Items from a data source:
◇ ◇ ◇ ◇

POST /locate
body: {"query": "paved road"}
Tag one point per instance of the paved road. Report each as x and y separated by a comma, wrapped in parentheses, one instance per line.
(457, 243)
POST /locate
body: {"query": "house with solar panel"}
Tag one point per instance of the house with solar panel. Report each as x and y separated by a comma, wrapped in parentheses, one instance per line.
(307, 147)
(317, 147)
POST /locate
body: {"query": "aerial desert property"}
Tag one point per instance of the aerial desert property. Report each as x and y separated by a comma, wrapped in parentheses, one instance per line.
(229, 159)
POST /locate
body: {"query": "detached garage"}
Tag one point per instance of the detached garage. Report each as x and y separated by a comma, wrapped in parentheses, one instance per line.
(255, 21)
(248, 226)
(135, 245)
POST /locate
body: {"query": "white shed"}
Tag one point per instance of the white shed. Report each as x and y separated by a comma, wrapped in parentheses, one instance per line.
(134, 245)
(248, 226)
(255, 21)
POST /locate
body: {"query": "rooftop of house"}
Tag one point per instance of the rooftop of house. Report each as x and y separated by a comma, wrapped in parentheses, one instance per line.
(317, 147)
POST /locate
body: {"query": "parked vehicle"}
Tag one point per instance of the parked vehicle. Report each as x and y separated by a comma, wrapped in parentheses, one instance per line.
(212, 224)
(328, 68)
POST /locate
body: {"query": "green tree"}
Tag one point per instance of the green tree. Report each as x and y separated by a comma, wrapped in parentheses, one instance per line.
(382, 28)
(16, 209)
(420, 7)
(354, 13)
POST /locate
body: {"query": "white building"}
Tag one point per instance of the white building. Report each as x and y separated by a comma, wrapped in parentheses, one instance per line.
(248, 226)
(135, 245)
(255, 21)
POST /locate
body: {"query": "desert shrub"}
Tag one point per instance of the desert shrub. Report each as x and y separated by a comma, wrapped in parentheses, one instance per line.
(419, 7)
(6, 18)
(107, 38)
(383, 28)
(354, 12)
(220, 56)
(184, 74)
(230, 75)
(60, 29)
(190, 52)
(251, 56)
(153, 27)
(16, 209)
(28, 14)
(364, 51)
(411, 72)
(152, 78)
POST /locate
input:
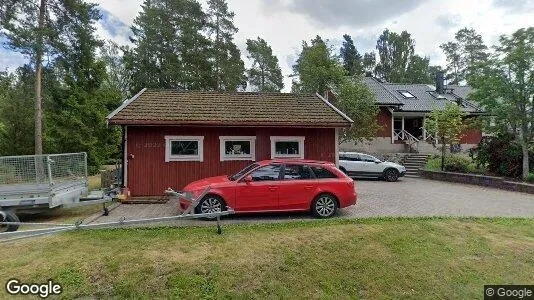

◇ ◇ ◇ ◇

WORK TO COMPLETE: What you return should match the entries word for word, pictures aside.

ANSWER TO THE EXERCISE:
POST /locate
body: {"query": "paved road"}
Tag one point per instance of the paved road. Report each as x and y separated by a comma, wrapped in parentheses, one instance per line.
(457, 243)
POST /locate
body: {"query": "house with solar panel"}
Tag one point per instance of the house with solar panel. Report each as x and y separated by a comma, wrapped in parentheses, one instance per line.
(307, 147)
(317, 147)
POST /locate
body: {"query": "aerial desert property"}
Tag one point per instance of the aerial desert property. Report each as x and y separated by a comma, wrapped in parentheses, one instance per line.
(229, 159)
POST /locate
body: {"query": "detached garage"}
Tag one point per instance of the detached garage. Report each as x and y separated by a comma, wrapped in parentheses, one instance per line.
(255, 21)
(248, 226)
(135, 245)
POST /locate
body: {"query": "white shed"}
Tag one point per instance of the white shed. Report each as x and y separated by a comma, wrapped in parentheses, one instance per line.
(134, 245)
(248, 226)
(255, 21)
POST /locate
body: {"query": "rooftop of house"}
Tag one point per instance of the rooftop of house. Report each as x and y separated by a comma, wrapped in parentheses, one instance per line.
(317, 147)
POST /locate
body: {"query": "parked vehicle"}
Tag one point per instance of the parked vehicle. Report each as x and y separated by a comma, wrapped in parentheses, one instance per line.
(212, 224)
(328, 68)
POST /locate
body: {"query": "green tree"}
Tag one point per instance of the green tree. Report each as x and y separated by a comma, wrapped in parentheses, one instance per line.
(382, 28)
(16, 209)
(420, 7)
(354, 13)
POST /locate
body: {"query": "white building"}
Tag one point per instance of the white building. Report each as x and y separated by a comma, wrapped in parentheses, one instance per line.
(248, 226)
(135, 245)
(255, 21)
POST /locate
body: {"query": "desert shrub"}
Tag one point per instance of the desert shrub. Report each as x and y separated by a comma, wrapped in parentheses, one instance per line.
(419, 7)
(6, 18)
(107, 38)
(383, 28)
(354, 12)
(220, 56)
(184, 74)
(230, 75)
(60, 29)
(190, 52)
(251, 56)
(153, 27)
(16, 209)
(28, 14)
(364, 51)
(411, 72)
(152, 78)
POST /locate
input:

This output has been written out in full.